From the line holding "Objective — a point for each instance of the orange cuff" to the final line below, restate each line word for word and add nothing.

■ **Records to process**
___
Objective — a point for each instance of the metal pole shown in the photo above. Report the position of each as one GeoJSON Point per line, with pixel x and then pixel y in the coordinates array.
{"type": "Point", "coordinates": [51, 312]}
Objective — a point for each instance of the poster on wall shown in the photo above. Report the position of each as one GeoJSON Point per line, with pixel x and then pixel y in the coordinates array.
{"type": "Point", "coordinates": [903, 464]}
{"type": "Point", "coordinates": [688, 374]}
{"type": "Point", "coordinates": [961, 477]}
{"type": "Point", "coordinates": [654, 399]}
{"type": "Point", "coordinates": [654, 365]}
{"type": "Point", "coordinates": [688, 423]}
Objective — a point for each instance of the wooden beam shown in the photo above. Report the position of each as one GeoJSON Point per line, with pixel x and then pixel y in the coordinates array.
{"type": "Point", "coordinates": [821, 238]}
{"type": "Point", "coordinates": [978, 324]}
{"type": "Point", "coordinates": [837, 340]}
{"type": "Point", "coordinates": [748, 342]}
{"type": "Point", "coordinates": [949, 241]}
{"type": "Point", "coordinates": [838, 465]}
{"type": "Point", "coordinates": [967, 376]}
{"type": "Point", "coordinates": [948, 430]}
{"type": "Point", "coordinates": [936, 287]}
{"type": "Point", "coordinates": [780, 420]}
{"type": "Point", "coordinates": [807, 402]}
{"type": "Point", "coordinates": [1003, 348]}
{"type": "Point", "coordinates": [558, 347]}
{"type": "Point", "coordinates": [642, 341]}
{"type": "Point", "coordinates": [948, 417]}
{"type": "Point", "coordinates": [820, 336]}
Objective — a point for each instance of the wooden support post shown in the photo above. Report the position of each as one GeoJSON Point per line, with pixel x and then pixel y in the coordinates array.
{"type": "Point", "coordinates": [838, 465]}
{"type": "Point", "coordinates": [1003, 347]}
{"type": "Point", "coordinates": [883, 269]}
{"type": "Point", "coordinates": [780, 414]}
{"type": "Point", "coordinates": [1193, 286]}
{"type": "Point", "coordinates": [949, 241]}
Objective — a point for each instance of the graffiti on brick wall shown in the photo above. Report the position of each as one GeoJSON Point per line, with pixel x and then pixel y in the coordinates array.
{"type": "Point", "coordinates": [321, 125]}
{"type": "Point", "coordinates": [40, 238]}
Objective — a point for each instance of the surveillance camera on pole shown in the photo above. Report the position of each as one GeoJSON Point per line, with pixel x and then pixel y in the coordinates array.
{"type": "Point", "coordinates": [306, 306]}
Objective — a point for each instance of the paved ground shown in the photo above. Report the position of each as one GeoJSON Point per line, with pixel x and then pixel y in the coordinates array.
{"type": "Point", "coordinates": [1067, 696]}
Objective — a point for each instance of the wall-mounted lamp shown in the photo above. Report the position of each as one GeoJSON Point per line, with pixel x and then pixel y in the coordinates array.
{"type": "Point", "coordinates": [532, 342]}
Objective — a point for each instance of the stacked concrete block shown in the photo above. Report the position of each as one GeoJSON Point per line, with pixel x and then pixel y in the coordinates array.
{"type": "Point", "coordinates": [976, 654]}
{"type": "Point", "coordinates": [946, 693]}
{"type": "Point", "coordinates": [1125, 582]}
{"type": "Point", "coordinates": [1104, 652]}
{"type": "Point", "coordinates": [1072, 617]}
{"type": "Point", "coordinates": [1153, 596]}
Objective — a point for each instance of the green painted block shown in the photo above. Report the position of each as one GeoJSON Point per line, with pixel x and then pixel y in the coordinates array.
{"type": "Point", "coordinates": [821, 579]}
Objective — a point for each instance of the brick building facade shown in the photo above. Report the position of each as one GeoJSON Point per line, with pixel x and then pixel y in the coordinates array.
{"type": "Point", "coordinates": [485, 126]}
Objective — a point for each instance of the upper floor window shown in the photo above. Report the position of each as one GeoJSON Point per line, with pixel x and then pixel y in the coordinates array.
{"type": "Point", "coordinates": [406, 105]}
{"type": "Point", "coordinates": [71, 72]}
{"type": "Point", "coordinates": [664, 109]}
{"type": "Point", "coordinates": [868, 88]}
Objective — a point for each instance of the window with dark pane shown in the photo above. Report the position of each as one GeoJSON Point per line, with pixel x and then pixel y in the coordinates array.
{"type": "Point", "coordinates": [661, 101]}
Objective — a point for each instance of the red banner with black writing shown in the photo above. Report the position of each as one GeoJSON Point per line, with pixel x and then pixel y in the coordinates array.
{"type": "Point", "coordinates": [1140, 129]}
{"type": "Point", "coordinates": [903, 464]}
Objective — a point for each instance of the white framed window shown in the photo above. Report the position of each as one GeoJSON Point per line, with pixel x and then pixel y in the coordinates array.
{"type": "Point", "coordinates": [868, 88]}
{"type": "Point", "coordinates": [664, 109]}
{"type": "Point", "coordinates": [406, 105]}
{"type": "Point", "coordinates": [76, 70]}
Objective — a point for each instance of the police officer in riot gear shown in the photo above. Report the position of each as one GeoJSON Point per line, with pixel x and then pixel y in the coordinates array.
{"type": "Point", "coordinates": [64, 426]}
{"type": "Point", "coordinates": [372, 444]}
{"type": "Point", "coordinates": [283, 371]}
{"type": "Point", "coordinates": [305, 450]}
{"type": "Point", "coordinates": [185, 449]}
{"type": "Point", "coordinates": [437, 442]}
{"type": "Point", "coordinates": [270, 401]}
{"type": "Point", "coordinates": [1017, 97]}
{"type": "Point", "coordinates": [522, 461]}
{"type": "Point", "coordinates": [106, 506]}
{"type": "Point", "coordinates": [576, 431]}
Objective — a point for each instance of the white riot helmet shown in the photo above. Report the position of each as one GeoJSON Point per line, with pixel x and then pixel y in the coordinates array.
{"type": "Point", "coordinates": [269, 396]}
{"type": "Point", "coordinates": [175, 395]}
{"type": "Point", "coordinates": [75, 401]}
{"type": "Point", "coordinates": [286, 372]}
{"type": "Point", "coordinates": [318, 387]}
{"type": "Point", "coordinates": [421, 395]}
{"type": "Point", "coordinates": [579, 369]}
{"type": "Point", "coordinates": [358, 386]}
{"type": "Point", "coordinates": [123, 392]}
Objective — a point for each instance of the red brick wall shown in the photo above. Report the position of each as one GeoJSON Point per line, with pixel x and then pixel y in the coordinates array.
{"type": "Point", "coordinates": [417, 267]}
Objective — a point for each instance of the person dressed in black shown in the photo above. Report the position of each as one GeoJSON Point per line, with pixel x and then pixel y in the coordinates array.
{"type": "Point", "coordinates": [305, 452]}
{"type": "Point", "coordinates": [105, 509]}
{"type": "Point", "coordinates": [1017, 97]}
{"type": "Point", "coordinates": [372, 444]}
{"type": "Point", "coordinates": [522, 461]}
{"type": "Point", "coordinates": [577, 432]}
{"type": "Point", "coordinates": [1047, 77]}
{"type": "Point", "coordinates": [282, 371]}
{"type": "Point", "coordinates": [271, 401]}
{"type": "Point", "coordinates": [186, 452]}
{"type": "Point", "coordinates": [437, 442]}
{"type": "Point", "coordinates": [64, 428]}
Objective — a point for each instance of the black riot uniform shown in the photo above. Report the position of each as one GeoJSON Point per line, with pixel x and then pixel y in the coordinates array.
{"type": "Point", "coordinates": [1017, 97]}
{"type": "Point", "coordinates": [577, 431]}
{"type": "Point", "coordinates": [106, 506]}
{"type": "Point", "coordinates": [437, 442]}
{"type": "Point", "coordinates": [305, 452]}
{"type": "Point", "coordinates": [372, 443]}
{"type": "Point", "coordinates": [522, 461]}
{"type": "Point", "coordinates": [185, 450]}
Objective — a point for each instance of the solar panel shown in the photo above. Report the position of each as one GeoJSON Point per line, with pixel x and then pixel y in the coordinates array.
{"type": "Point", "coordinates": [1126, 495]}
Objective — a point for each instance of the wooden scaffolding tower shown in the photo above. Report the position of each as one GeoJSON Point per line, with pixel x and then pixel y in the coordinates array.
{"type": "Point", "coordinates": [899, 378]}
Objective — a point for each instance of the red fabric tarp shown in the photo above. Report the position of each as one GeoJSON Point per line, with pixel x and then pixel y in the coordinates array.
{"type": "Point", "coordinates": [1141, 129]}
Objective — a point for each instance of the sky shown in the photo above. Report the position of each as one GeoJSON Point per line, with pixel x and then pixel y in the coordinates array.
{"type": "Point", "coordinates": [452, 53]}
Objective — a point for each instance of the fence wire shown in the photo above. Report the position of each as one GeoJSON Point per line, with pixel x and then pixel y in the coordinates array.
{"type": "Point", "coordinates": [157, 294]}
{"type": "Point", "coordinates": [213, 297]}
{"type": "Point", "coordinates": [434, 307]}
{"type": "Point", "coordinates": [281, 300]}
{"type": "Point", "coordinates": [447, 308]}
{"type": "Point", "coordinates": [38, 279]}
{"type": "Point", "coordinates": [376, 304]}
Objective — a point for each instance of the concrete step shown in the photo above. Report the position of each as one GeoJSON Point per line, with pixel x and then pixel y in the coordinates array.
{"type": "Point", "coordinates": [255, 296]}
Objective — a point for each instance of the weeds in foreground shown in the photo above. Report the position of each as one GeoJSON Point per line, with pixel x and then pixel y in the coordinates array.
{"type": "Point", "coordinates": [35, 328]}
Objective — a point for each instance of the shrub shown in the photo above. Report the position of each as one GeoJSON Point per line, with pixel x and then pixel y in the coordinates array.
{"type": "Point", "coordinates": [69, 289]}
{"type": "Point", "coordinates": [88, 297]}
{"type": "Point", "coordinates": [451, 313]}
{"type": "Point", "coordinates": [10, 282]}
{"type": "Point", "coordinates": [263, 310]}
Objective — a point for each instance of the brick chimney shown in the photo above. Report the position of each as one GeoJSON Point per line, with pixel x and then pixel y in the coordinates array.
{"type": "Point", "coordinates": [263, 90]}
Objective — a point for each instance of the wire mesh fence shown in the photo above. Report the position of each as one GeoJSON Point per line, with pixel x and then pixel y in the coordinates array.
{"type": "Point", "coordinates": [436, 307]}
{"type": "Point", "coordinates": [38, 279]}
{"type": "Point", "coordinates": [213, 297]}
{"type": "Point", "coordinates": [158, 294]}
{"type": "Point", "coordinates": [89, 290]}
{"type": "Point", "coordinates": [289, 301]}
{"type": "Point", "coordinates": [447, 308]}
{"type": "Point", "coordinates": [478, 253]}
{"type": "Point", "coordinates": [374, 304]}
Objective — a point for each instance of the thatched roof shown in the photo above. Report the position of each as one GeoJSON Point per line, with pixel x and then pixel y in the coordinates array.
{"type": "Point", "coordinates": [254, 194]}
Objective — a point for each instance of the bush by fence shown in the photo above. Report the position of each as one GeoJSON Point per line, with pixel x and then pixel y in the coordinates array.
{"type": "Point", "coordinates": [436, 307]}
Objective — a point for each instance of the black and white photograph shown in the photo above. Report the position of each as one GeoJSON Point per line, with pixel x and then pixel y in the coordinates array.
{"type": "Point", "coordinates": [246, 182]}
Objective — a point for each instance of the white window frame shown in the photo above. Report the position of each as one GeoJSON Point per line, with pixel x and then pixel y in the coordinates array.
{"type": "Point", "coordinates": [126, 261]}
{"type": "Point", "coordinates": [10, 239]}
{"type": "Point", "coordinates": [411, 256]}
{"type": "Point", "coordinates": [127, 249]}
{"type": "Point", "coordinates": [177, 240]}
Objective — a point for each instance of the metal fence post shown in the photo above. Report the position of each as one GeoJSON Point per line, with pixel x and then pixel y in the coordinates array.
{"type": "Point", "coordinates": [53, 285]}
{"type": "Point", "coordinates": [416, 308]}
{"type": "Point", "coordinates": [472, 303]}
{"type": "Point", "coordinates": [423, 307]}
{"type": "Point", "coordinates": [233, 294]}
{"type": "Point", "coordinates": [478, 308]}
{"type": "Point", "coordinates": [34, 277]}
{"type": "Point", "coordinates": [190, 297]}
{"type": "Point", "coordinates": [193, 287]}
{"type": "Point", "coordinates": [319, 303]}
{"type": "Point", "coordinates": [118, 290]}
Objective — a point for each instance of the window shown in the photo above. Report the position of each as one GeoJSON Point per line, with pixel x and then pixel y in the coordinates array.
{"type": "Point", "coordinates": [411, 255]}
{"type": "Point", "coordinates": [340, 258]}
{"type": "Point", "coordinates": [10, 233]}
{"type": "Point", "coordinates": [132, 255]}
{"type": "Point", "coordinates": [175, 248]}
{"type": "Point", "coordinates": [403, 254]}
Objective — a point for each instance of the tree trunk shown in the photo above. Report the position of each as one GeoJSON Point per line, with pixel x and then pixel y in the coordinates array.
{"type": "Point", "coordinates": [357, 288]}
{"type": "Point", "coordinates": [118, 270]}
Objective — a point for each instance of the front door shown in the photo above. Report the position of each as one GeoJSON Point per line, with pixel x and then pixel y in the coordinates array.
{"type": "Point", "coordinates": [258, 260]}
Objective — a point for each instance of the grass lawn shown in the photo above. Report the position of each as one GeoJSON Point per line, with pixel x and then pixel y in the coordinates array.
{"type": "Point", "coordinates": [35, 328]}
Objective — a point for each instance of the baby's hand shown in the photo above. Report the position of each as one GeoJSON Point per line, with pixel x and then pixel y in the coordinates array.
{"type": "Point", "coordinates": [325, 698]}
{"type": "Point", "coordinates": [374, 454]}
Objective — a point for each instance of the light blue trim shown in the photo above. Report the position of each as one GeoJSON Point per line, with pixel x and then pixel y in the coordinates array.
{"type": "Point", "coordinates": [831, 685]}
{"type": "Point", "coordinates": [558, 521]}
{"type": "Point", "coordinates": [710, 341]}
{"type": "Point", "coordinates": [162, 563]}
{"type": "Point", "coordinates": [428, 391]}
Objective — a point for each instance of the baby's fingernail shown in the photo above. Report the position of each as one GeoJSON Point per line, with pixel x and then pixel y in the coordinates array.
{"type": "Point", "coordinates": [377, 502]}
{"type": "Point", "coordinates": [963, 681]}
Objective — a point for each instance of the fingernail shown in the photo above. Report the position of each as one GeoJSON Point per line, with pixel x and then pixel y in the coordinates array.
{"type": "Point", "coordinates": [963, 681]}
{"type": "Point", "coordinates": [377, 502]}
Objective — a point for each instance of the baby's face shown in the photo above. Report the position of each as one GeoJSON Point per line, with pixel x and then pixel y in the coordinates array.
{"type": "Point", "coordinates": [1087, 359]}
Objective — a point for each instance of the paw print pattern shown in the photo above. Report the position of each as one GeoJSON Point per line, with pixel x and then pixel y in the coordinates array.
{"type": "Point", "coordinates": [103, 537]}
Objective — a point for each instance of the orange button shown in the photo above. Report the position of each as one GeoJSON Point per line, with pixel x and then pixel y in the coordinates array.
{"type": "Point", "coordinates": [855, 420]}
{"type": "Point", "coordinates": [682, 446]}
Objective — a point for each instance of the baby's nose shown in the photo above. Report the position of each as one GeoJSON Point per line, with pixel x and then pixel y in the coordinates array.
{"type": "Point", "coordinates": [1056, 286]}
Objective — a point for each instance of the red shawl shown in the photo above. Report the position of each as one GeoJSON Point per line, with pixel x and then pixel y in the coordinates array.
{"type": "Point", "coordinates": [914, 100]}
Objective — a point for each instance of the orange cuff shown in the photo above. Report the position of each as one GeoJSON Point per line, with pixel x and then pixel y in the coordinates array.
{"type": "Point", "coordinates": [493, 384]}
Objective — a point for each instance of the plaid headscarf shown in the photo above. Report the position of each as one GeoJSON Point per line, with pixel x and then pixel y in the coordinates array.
___
■ **Exercise response**
Objective — a point for each instance of the orange cuff shown in the photo above. Report the position of each as one GeoJSON Point per line, with pixel x and then pixel y in the coordinates array.
{"type": "Point", "coordinates": [493, 384]}
Objective — a point for each instance of the plaid headscarf shown in the photo above. Report the position of each as one GeoJSON Point per line, with pixel x and then pixel y in the coordinates array.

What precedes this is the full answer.